__WORK INSTRUCTIONS__. Copy out all of the items below, switching each "respond" to "reply" and keeping every other character the same.

__RECORDS PROVIDED__.
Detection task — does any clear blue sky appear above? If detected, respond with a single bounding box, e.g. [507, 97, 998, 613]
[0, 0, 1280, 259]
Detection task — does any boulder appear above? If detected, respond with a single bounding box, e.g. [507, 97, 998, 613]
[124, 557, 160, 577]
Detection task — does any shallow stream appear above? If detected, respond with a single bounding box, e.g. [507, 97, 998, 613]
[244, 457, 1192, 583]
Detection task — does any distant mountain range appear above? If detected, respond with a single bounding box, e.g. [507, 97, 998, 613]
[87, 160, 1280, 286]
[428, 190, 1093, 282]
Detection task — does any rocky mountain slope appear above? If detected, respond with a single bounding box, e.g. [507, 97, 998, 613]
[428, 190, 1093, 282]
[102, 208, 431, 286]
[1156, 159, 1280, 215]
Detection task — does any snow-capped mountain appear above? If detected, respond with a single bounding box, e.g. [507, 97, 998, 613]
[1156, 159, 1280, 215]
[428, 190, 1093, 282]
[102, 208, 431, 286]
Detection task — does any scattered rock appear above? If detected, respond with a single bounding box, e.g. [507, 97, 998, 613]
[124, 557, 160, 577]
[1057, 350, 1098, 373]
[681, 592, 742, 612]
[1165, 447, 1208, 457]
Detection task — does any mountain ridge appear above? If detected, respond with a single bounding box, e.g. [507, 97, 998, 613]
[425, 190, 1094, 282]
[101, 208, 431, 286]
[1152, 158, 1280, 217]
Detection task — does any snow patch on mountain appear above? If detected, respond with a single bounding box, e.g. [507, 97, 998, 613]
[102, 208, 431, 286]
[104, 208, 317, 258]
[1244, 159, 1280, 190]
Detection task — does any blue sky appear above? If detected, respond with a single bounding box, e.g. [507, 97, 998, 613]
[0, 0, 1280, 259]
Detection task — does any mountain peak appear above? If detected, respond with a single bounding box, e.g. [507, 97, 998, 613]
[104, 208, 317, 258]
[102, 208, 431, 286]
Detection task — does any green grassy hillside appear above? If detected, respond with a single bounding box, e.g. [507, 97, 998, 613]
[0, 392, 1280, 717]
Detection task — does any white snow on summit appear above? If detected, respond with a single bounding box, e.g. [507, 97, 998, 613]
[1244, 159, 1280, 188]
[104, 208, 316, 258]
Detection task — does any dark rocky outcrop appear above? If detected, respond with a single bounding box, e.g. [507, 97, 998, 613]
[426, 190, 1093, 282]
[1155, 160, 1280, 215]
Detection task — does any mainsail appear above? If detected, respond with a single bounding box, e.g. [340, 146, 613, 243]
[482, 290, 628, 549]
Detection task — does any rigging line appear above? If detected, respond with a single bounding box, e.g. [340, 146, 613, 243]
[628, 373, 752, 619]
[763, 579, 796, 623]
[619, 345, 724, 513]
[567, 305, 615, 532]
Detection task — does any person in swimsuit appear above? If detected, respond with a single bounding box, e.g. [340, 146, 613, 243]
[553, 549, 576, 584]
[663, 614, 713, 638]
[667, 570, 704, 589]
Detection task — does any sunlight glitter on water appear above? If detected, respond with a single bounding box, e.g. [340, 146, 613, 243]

__PROBLEM SOLUTION__.
Detection task — does any clear blue sky appear above? If detected, reply with a single bounding box, e.g. [507, 97, 998, 613]
[0, 0, 1280, 259]
Detection task — does any boulder appear above? If detected, reply with a single bounding box, e.g. [507, 97, 998, 613]
[124, 557, 160, 577]
Detection task — does any shallow stream appear above? If detected, reply with a single bounding box, e.g. [507, 97, 998, 613]
[244, 457, 1192, 583]
Detection task — does any distant mountain range appear above? If detected, reply with a single bounding box, e.g. [507, 97, 998, 613]
[87, 160, 1280, 286]
[428, 190, 1093, 282]
Detection task — does any rocky mountain slope appear above? If detected, reply with a single bounding box, e.g. [507, 97, 998, 613]
[428, 190, 1093, 282]
[102, 208, 431, 286]
[1156, 159, 1280, 215]
Detection task — does any snow-capped mountain appear above? If detected, reply with a single bounding box, e.g. [507, 97, 998, 613]
[1156, 159, 1280, 215]
[428, 190, 1093, 282]
[102, 208, 431, 286]
Detection task — does any scattered rock appear above? If detected, reply with a single bounding box, e.g. [507, 97, 998, 613]
[124, 557, 160, 577]
[1057, 350, 1098, 373]
[681, 592, 742, 612]
[1165, 447, 1208, 457]
Detection task — does any mountain ridge appear above? If detected, reply with a single bounding box, e.g. [507, 97, 998, 613]
[425, 190, 1094, 282]
[101, 208, 431, 286]
[1152, 158, 1280, 217]
Detection task — does any snow patch on mountain appear above? If detected, reply with a single bounding box, e.g. [507, 97, 998, 613]
[102, 208, 431, 286]
[104, 208, 317, 258]
[1244, 159, 1280, 190]
Detection task — does any blue sky appear above? If detected, reply with a single bounding box, e.g. [507, 97, 998, 613]
[0, 0, 1280, 259]
Detection task — does any mountain peak appear above? If detected, reply with a single bounding box, e.g. [507, 97, 998, 613]
[104, 208, 317, 258]
[102, 208, 431, 286]
Detection task — does any green grassy hillside appear above? If detected, reply with a single bounding box, e.g. [507, 97, 998, 613]
[0, 392, 1280, 717]
Detection task — does any white snow on summit appear above? If detected, reply with a single bounding box, e.g. [507, 97, 998, 613]
[1244, 159, 1280, 188]
[104, 208, 316, 258]
Detection task — does any dark rocky outcrop appear above? If detected, reply with a single bounding box, e.g. [507, 97, 998, 613]
[426, 190, 1093, 282]
[1155, 160, 1280, 215]
Detection task — does any mainsail appear above? If detected, reply with a single bounding box, e.g. [340, 146, 613, 243]
[482, 290, 628, 549]
Detection task — does any rigging line appear above? If detected, reply with a single bounding box, e.g. [340, 146, 613, 243]
[628, 373, 752, 619]
[763, 579, 796, 623]
[619, 345, 724, 513]
[567, 305, 615, 532]
Detection task — does any person in swimsuit appear above? If detected, reply with a single bounding box, e.g. [340, 146, 613, 243]
[553, 549, 576, 584]
[663, 614, 713, 638]
[667, 570, 704, 589]
Detection task — does any sunlight glitter on water appear above? If detected, reply with a single bounding box, e.g. [340, 146, 613, 243]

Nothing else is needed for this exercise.